BEGIN Passage for review

A Visit to the New England Air Museum in Connecticut with Kids
Whether they're excited about Amelia Earhart, the Wright brothers, or Buzz Lightyear, a visit to the New England Air Museum in Connecticut is a thrill for most kids with an interest in planes or flying.
Located in Windsor Locks, not far from Hartford and just yards away from the roaring planes that land and take off daily from Bradley International Airport, this aerospace museum is home to more than 100 historic aircraft on display and plenty of hands-on, interactive exhibits sure to fuel their love of science and exploration.
The New England Air Museum is hidden back from the main road at the end of a long driveway. This average-looking industrial building houses an amazing, ever-growing collection of aircraft, ranging from rescue helicopters to fighter jets and flying machines to a blimp control car. And the absolute best part? This is an incredibly child friendly museum, allowing hands-on access to some of its historic aircraft. Note: Please take a look at the museum's updated and shifting Covid-era rules and shortened hours before you go.
Best Things to Do at the Air Museum
History comes alive for kids as they enter the main hangar of the New England Air Museum, which is stocked full of vehicles from WWI and WWII and beyond, including a Douglas DC-3, Lockheed Starfighter, NAA Super Sabre, and an absolutely huge Sikorsky Excambrian. My son has a hard time refraining from running from plane to plane. The sheer size of the vehicles and the artillery on display is always a bit daunting.

END Passage for review
BEGIN Input data

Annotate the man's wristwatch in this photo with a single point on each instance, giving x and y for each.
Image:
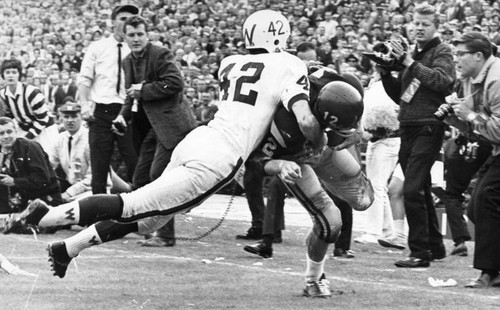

END Input data

Aim of the task: Decide whether each statement agrees with the passage on the New England Air Museum, answering yes or no and quoting the deciding words: 1. The museum is in Windsor Locks, close to Hartford. 2. Fewer than 100 aircraft are on display at the museum. 3. The museum building stands right at the edge of the main road.

Task result:
1. Yes: "Located in Windsor Locks, not far from Hartford"
2. No: "more than 100 historic aircraft on display"
3. No: "hidden back from the main road at the end of a long driveway"